(The data begins)
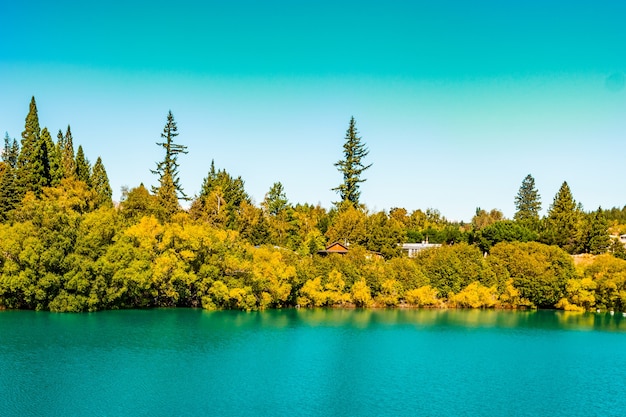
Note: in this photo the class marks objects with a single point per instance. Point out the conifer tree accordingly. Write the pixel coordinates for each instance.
(9, 195)
(276, 199)
(528, 202)
(83, 168)
(66, 146)
(351, 166)
(596, 236)
(33, 163)
(562, 221)
(54, 158)
(166, 196)
(169, 165)
(100, 183)
(10, 152)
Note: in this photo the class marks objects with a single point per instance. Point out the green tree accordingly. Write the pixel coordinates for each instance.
(167, 198)
(54, 158)
(65, 144)
(83, 167)
(169, 166)
(10, 152)
(563, 220)
(503, 231)
(528, 203)
(9, 193)
(275, 200)
(100, 183)
(483, 219)
(539, 272)
(351, 166)
(137, 203)
(33, 163)
(596, 239)
(220, 199)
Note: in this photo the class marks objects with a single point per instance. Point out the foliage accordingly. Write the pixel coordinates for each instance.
(563, 219)
(539, 272)
(528, 203)
(451, 268)
(65, 247)
(167, 170)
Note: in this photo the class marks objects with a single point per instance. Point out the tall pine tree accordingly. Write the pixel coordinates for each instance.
(528, 203)
(9, 195)
(100, 183)
(83, 168)
(351, 166)
(563, 220)
(66, 148)
(54, 158)
(33, 163)
(169, 166)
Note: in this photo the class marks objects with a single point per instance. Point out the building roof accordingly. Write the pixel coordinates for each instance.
(335, 247)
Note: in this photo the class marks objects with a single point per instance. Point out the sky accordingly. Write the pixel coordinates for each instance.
(456, 101)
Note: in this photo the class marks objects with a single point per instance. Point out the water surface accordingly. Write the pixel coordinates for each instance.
(312, 363)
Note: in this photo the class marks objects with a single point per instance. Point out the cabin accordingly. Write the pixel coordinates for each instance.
(336, 247)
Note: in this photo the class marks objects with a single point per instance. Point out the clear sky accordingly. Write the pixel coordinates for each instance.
(457, 101)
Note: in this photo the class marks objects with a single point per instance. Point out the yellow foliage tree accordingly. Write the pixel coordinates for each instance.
(425, 296)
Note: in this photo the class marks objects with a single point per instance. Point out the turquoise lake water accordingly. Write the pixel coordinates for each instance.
(182, 362)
(The data ends)
**Activity**
Restate all entries above exactly, but not the images.

**Result**
Note: in this photo the class marks objects with a single point per instance. Point out the conifer tree accordingly. Write the pixel coordinates for each instance.
(9, 195)
(276, 199)
(528, 202)
(83, 168)
(66, 146)
(351, 166)
(596, 236)
(33, 163)
(562, 221)
(54, 158)
(166, 196)
(169, 165)
(100, 183)
(10, 152)
Note: in this photo the class marks objects with a single point per instance. Point out the green tree accordingly. Write the pixel coordinates for each instance.
(167, 198)
(54, 158)
(65, 144)
(83, 167)
(169, 166)
(10, 152)
(563, 220)
(503, 231)
(528, 203)
(9, 193)
(275, 200)
(100, 183)
(483, 219)
(539, 272)
(351, 166)
(137, 203)
(33, 163)
(596, 239)
(220, 199)
Note: in this photo the class marks objects with a single point per instance. Point out the foliage accordingly. Write the pixel coordinates for each instance.
(563, 219)
(539, 272)
(528, 203)
(451, 268)
(65, 247)
(167, 170)
Note: in this photo the class marks objects with a single point per instance. Point out the tall pine tree accordingly. Write the pixel coordinates for each instance.
(528, 203)
(9, 195)
(100, 183)
(83, 168)
(351, 166)
(563, 220)
(66, 148)
(54, 158)
(33, 163)
(169, 166)
Note: in this photo the class marks objects with a single point per instance. Point out the building roof accordingly. Write the pixel coordinates for each instance.
(335, 247)
Note: in this photo the class marks objects with a single point per instance. Point out the sky accordingly. Write the pixel coordinates for each instance.
(456, 101)
Note: in this photo the class marks objects with a single point per instance. Point out the water surface accordingly. Write the pixel coordinates for each instance.
(312, 363)
Note: in this photo the class marks objects with a single point per instance. Point out the cabin accordingly. Write the pixel coordinates for each instance.
(336, 247)
Note: in this photo the class marks objects with a single point per instance. Point out the clear sky accordingly. Write the pixel coordinates for each instance.
(457, 101)
Note: in this photo the class marks objects with a single point per instance. Point out the yellow foliage tree accordingly. Write the pixel coordinates for each instance.
(425, 296)
Note: in this photo the class marks objects with a single point per instance. Point out the turquoise lake water accordingly. Write the pixel coordinates for each instance.
(182, 362)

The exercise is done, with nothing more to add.